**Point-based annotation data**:
- - - -

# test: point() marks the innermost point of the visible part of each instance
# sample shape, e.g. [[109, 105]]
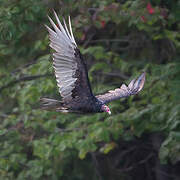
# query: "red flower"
[[150, 9], [103, 23], [143, 19]]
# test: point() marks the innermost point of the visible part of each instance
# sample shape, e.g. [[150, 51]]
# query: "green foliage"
[[117, 44]]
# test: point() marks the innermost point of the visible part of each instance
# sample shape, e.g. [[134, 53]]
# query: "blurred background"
[[119, 40]]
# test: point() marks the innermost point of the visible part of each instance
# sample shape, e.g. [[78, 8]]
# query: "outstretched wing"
[[70, 69], [124, 91]]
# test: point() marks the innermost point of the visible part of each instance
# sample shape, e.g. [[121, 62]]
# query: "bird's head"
[[105, 108]]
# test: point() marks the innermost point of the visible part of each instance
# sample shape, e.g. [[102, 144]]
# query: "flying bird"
[[72, 76]]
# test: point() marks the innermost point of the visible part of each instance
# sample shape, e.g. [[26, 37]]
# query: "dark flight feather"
[[72, 76]]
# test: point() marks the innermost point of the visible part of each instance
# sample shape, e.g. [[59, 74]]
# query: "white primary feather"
[[64, 60]]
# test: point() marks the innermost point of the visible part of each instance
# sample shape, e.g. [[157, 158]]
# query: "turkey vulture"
[[72, 76]]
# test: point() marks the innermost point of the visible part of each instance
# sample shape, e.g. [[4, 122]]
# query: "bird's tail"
[[52, 104]]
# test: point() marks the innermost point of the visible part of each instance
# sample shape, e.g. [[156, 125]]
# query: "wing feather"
[[70, 70], [134, 87]]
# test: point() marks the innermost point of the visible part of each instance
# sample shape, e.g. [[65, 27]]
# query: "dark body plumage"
[[72, 77]]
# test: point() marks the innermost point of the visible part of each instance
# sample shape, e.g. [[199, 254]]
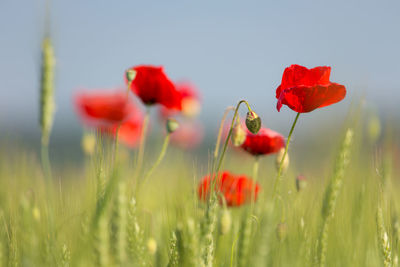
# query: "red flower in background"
[[265, 142], [304, 90], [236, 189], [103, 108], [189, 135], [190, 102], [153, 86]]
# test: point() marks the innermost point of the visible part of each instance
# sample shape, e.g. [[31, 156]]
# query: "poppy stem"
[[159, 159], [116, 143], [221, 126], [279, 175], [230, 133], [139, 161]]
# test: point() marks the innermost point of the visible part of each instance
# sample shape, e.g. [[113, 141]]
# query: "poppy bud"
[[285, 163], [151, 246], [226, 222], [281, 230], [374, 128], [238, 135], [130, 75], [172, 125], [301, 183], [88, 143], [253, 122]]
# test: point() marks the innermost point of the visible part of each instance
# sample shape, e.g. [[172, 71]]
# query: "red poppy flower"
[[189, 135], [103, 108], [236, 189], [304, 90], [153, 86], [190, 102], [265, 142]]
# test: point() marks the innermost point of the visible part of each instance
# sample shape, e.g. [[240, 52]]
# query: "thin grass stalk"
[[142, 143], [65, 256], [120, 225], [135, 236], [278, 178], [383, 239], [246, 225], [159, 159], [208, 228], [102, 242], [221, 127], [193, 258], [332, 193], [173, 252]]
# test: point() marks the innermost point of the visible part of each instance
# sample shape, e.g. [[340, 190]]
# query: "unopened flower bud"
[[238, 135], [130, 75], [281, 230], [226, 222], [172, 125], [152, 246], [88, 143], [301, 182], [285, 163], [253, 122]]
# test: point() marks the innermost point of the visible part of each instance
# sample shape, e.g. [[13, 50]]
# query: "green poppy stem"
[[159, 159], [230, 133], [279, 174], [139, 161]]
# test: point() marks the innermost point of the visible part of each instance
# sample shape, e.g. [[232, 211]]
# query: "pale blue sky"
[[229, 49]]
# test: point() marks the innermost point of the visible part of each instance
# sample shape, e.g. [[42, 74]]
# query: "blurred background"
[[230, 50]]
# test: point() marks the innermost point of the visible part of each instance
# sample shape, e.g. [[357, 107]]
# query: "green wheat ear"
[[332, 193], [47, 105]]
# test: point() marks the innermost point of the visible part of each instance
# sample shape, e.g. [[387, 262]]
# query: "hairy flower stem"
[[278, 178], [230, 133], [221, 127]]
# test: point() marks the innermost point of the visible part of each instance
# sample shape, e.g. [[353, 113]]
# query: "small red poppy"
[[103, 108], [153, 86], [265, 142], [236, 189], [304, 90]]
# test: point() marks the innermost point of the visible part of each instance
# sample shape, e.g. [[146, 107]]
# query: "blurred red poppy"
[[103, 108], [188, 136], [304, 90], [236, 189], [190, 102], [152, 86], [265, 142]]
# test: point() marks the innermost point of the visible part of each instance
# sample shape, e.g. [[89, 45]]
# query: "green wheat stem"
[[143, 135], [230, 133], [278, 178], [331, 195], [221, 127]]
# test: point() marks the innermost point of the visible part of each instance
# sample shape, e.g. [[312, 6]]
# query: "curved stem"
[[221, 126], [230, 132], [158, 161], [139, 161], [279, 175]]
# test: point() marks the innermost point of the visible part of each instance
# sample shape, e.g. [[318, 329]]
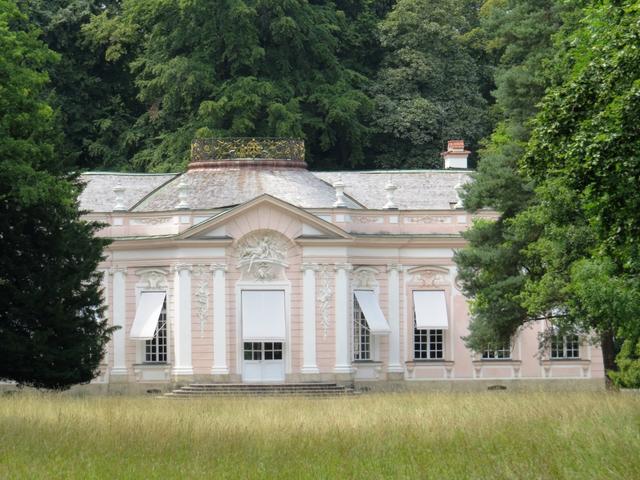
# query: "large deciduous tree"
[[584, 157], [572, 236], [51, 331]]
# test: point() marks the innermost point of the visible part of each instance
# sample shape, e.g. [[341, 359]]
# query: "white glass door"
[[263, 362]]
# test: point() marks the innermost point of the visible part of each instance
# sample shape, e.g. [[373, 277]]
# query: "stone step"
[[265, 385], [221, 388], [310, 389], [261, 394]]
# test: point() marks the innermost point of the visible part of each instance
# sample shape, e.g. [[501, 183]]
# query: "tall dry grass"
[[484, 436]]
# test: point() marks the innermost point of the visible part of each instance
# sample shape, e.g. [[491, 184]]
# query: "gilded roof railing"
[[247, 148]]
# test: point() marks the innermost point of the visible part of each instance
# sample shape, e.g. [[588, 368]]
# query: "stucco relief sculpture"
[[324, 299], [152, 279], [262, 256], [202, 297], [364, 277], [430, 278]]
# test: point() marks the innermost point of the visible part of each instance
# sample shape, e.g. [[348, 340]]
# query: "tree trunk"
[[608, 346]]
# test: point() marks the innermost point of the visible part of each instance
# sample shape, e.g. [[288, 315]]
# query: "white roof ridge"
[[391, 172]]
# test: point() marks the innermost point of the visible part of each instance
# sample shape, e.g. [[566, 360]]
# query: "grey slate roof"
[[217, 188], [98, 195], [417, 189]]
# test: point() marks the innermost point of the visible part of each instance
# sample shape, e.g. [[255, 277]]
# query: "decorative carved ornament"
[[152, 278], [202, 296], [262, 256], [430, 277], [150, 220], [366, 219], [429, 219], [324, 299], [364, 277]]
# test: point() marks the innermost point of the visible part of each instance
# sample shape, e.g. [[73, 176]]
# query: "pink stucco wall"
[[412, 253]]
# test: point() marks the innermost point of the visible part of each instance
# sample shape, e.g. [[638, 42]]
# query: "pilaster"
[[309, 364], [119, 367], [343, 360], [393, 272], [219, 366], [182, 328]]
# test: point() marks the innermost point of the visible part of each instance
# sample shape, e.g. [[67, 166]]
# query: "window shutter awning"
[[430, 309], [373, 315], [147, 315], [263, 315]]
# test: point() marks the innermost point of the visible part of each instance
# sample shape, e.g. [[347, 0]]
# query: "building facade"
[[250, 268]]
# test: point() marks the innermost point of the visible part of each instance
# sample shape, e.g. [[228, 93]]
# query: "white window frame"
[[361, 334], [569, 347], [503, 352], [430, 351], [156, 341]]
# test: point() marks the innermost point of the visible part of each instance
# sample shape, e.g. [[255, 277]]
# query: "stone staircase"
[[316, 389]]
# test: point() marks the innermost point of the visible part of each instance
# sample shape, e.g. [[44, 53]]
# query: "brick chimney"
[[456, 155]]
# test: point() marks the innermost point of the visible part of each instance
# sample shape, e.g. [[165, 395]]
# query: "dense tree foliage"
[[428, 89], [51, 333], [572, 237], [238, 68], [518, 36], [584, 158], [95, 99]]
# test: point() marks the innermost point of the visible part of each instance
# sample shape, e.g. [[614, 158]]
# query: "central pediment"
[[265, 213]]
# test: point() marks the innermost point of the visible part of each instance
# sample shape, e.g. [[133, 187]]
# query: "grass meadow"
[[489, 435]]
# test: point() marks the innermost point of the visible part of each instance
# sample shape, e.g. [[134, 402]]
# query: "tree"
[[428, 89], [583, 154], [51, 331], [241, 68], [95, 99], [518, 36]]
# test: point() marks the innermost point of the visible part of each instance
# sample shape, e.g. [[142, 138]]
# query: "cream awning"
[[147, 315], [372, 313], [263, 315], [431, 310]]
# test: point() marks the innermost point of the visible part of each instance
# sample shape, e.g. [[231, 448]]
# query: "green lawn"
[[484, 436]]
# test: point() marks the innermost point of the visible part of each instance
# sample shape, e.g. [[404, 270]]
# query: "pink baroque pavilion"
[[250, 268]]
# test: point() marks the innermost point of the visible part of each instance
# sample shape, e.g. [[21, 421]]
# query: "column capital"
[[178, 267], [218, 266], [343, 266], [310, 266]]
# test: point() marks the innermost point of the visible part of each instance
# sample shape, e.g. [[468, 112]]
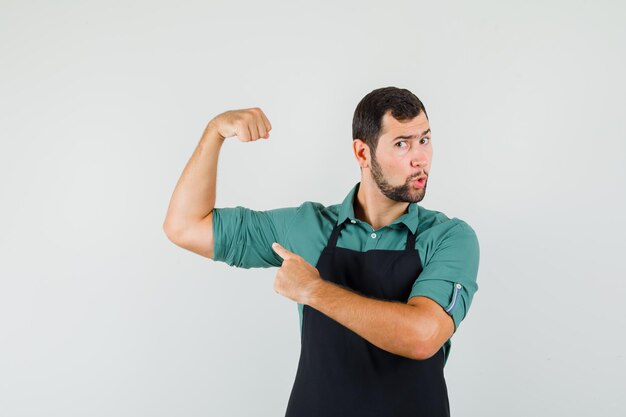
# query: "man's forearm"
[[389, 325], [194, 195]]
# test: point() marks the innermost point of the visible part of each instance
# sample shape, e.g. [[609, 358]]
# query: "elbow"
[[423, 351], [424, 344], [173, 233]]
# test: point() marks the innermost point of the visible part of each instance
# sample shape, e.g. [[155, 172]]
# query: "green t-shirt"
[[448, 248]]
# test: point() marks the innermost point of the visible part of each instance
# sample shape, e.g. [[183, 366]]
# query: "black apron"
[[340, 373]]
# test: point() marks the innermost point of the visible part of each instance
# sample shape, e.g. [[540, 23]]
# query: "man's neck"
[[373, 207]]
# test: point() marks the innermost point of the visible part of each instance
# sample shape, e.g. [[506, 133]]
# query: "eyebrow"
[[411, 136]]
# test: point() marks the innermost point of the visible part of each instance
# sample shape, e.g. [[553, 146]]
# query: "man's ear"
[[361, 153]]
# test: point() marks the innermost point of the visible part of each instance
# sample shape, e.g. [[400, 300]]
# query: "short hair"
[[368, 115]]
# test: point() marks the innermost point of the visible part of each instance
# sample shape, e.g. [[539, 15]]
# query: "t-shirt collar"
[[346, 211]]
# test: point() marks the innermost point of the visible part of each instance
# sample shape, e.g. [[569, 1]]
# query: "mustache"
[[416, 176]]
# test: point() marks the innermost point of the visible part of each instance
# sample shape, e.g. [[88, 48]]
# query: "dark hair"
[[368, 116]]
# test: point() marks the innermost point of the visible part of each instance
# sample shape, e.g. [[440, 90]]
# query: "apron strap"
[[334, 236], [410, 241], [332, 241]]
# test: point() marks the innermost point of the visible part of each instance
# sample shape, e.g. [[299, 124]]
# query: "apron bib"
[[340, 373]]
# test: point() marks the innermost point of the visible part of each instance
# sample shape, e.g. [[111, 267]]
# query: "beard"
[[404, 193]]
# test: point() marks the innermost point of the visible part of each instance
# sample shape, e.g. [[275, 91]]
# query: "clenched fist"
[[296, 279], [247, 124]]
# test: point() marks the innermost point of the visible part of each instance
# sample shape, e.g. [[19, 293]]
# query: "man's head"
[[391, 139]]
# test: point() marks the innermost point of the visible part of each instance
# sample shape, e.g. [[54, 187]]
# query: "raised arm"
[[189, 219]]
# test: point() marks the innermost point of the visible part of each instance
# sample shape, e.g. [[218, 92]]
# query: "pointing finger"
[[282, 252]]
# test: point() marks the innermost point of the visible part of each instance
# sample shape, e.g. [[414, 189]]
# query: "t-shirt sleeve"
[[243, 237], [449, 274]]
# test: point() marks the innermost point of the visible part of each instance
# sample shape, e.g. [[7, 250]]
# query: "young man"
[[381, 282]]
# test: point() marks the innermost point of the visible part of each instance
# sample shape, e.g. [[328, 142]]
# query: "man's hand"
[[296, 278], [247, 124]]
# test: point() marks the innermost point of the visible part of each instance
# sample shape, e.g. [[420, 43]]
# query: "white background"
[[102, 104]]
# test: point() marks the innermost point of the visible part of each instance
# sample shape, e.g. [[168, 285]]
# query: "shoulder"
[[436, 228], [315, 214], [429, 219]]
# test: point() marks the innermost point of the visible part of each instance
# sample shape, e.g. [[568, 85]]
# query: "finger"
[[282, 252], [261, 128], [254, 131], [243, 133], [268, 125]]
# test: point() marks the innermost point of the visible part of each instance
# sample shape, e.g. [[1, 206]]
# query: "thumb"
[[282, 252]]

- - - -

**THE TASK**: Count the lines in the material that contain the string "feather", and reply with only the number.

**EXERCISE RESPONSE**: 3